§ Prompt
Extract every line of the data below and reproduce each one word for word, in the same order.

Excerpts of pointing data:
[start]
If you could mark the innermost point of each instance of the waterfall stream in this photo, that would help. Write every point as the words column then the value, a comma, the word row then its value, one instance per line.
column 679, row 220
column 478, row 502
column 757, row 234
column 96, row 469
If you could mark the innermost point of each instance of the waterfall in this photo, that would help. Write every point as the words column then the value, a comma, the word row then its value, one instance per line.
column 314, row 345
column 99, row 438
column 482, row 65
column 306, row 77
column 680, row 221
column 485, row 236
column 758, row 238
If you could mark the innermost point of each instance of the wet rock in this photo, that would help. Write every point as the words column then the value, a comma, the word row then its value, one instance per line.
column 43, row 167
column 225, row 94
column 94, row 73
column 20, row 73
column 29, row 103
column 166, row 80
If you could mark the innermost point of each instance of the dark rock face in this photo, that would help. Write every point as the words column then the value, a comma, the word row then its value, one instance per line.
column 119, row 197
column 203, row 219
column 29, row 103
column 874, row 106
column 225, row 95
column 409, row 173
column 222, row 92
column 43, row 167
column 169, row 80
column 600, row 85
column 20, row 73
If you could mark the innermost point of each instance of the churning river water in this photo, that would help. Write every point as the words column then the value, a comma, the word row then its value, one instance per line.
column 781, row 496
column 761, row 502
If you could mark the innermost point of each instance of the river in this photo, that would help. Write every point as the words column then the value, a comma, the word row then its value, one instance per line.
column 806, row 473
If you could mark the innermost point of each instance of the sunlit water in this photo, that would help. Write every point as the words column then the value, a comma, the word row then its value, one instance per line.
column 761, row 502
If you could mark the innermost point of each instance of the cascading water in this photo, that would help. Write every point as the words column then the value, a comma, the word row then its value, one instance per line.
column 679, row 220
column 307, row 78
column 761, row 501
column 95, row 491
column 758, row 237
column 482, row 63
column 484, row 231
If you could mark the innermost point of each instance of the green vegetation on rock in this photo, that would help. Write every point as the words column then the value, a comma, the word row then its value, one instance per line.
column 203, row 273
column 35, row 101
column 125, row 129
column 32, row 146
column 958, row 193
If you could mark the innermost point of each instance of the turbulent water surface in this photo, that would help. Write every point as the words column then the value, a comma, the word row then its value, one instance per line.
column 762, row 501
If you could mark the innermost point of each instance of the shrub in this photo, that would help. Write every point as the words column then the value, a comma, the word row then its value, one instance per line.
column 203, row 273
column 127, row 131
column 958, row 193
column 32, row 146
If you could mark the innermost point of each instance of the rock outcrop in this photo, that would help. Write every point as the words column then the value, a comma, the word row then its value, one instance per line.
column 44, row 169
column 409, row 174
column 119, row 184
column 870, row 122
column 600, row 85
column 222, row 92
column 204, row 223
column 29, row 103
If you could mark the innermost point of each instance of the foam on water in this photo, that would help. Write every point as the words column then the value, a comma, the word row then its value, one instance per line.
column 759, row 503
[end]
§ The reply
If you could mark the innermost point of each instance of the waterfall stream in this photo, that would help. Write every point as the words column then the value, a comma, the word row then its value, one instance per line.
column 679, row 220
column 478, row 502
column 757, row 234
column 96, row 469
If you could mark the innermost point of each instance of the waterfall in this photo, that would help. Write every point as the words column then the value, a comma, the word row then its value, one instance per line.
column 314, row 345
column 99, row 438
column 482, row 65
column 306, row 77
column 680, row 221
column 485, row 236
column 758, row 238
If you could mark the innermost point of each instance of the wet rock in this photo, that would help. Write every point as the words column then the value, a comma, the word row then its value, one instance per line.
column 43, row 167
column 225, row 94
column 94, row 73
column 20, row 73
column 29, row 103
column 166, row 80
If you could mark the innermost point of each instance of the dark rock face in this photo, that would help. Write every point as the words column then the value, a comma, the word row then its value, one instance per line.
column 119, row 197
column 203, row 219
column 29, row 103
column 874, row 106
column 225, row 95
column 409, row 173
column 222, row 92
column 43, row 167
column 169, row 80
column 600, row 85
column 20, row 73
If you could mark the innermost point of each instance of the churning river water in this photo, that would help. Write every point as the words column then the value, a comma, the word row then its value, one instance per line.
column 781, row 496
column 761, row 502
If you could mark the innermost point of each instance of the river in this photo, that would help. Write every point as the words column then the value, a comma, the word row then its value, one instance per line.
column 806, row 473
If you could mark the innermost point of each instance of the sunlit water in this photo, that would help. Write every point as the words column then the value, a comma, the word row then its value, one instance per line.
column 761, row 502
If you could mark the innermost point of each instance of the cascading water in this photo, that would help. Write every point as the words column then the value, a comma, the word row then its value, one instance per line.
column 679, row 220
column 307, row 78
column 761, row 501
column 95, row 491
column 758, row 237
column 482, row 63
column 484, row 231
If you could mark the innermost point of each instance of the green vegetation on rock in this photo, that would help. Write every point as the words column then the value, a comma, the word row then its value, one instance per line.
column 203, row 273
column 35, row 101
column 125, row 129
column 32, row 146
column 958, row 193
If you could mark the innermost point of each instance of the turbulent water surface in this photo, that would help. Write every point as the words column then the value, a comma, the word row then its value, one instance per line.
column 762, row 501
If you could mark the innermost point of each instance of the shrub in this photo, that would help. Write every point as the words column then the value, a comma, the word row then its value, one instance per line.
column 203, row 273
column 127, row 131
column 958, row 193
column 32, row 146
If you could mark the innermost point of each instance of the rock outcrop in this photo, that would help. Write every point as the words column then the value, a comma, the word row then its value, one instance per line.
column 44, row 169
column 409, row 174
column 119, row 184
column 870, row 122
column 600, row 85
column 222, row 92
column 204, row 223
column 29, row 103
If you could mark the innermost point of each instance of the foam on water in this photo, that would help. Write every point as the words column then the value, a comma, the word row then its value, one instance per line.
column 759, row 503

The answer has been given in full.